**RECORDS SUPPLIED:**
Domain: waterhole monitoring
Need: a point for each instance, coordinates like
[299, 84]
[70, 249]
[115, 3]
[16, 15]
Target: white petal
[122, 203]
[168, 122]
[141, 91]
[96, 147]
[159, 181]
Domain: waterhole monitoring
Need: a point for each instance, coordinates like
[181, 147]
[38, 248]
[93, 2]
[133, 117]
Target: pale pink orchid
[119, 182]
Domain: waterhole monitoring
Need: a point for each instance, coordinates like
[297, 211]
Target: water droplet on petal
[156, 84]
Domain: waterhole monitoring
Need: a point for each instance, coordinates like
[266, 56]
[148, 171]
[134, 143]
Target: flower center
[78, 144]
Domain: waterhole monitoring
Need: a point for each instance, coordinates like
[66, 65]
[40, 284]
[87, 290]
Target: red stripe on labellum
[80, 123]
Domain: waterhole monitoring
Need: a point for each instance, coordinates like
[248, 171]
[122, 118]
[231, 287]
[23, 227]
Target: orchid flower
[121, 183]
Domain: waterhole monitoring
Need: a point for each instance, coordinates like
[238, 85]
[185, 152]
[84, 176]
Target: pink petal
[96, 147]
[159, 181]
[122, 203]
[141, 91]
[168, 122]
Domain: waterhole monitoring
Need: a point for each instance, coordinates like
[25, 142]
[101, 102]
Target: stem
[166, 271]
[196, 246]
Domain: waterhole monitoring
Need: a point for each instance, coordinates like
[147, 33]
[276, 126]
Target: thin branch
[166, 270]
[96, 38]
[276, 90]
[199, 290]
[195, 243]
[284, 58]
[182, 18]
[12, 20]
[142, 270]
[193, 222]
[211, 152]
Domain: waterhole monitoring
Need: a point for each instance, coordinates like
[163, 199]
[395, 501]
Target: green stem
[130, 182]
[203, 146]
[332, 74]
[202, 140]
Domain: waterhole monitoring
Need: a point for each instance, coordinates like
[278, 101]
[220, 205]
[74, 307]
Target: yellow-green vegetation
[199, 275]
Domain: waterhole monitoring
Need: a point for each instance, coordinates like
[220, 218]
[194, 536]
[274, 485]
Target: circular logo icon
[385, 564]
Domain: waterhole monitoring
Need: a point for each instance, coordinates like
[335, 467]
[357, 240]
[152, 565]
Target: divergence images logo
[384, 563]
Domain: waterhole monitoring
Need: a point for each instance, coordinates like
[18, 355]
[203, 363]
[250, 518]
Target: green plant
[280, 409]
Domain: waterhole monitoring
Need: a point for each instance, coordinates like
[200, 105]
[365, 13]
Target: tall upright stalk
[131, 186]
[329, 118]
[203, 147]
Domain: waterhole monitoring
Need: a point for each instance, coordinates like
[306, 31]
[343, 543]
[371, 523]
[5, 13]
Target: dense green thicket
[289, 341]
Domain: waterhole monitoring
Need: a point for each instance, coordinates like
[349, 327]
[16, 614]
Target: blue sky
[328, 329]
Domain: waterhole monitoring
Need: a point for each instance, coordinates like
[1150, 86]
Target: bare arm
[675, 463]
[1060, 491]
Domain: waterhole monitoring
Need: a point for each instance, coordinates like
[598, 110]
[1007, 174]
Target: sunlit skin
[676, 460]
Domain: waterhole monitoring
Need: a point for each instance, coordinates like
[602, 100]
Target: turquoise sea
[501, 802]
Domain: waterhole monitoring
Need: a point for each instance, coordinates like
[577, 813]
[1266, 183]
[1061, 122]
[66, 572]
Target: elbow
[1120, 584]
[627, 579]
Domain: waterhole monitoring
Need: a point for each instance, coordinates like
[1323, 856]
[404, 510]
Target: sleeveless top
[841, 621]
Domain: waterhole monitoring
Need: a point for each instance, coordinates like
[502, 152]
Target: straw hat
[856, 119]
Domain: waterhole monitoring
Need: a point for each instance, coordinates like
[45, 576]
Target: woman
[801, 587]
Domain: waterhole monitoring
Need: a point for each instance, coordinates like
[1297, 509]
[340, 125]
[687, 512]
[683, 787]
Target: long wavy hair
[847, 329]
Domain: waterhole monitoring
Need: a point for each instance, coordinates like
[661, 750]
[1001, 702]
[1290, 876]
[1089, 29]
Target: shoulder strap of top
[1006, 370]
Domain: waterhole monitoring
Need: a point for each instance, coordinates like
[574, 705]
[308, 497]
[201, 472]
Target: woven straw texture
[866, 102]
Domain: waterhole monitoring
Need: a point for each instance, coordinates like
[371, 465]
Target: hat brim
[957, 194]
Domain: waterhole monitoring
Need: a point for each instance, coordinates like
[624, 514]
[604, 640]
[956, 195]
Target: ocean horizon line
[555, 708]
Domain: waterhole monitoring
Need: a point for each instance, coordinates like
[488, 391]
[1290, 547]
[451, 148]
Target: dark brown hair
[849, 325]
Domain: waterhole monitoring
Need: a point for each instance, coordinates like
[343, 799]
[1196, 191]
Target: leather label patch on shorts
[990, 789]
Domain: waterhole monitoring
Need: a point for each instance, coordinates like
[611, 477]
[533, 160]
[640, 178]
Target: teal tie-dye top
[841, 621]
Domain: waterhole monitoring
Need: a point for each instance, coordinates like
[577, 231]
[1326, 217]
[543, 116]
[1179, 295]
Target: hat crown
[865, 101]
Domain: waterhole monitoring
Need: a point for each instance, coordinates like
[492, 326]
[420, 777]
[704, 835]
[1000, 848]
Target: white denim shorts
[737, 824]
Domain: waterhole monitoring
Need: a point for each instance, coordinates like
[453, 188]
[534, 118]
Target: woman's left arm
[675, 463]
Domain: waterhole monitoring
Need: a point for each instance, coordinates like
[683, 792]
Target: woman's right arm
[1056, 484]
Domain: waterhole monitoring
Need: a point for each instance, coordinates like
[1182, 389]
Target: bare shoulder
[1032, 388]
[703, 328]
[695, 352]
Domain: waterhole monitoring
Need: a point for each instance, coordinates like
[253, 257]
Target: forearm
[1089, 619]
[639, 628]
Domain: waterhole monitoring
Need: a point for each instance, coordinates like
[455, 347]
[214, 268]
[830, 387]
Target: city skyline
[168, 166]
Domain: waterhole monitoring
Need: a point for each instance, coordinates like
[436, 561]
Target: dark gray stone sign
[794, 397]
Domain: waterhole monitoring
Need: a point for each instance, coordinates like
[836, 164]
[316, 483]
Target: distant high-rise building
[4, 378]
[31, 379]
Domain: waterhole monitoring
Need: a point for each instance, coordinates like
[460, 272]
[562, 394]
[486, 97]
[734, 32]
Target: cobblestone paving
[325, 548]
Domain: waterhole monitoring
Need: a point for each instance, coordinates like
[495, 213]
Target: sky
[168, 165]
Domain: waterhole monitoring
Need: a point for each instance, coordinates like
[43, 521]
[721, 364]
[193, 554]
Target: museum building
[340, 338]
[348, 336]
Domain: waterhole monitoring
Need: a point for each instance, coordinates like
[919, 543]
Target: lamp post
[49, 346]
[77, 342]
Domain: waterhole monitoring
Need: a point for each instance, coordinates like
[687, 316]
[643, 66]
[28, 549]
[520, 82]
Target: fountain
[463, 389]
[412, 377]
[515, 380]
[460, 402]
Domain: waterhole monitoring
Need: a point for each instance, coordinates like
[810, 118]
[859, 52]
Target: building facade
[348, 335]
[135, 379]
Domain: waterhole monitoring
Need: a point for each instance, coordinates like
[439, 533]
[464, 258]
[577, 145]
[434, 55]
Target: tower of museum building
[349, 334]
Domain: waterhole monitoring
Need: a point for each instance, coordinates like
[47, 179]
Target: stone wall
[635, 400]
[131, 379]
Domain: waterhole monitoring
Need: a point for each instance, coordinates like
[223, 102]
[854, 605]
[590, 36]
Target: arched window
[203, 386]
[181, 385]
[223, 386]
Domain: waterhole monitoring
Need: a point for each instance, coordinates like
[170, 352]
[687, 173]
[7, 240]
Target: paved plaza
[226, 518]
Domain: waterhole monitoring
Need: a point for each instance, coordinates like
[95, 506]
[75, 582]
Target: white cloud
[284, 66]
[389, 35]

**WHAT TO DO:**
Pick out and copy each line of the rows above that contains the string "logo". Case counts.

**OUTPUT:**
Target: circular logo icon
Target: divergence images logo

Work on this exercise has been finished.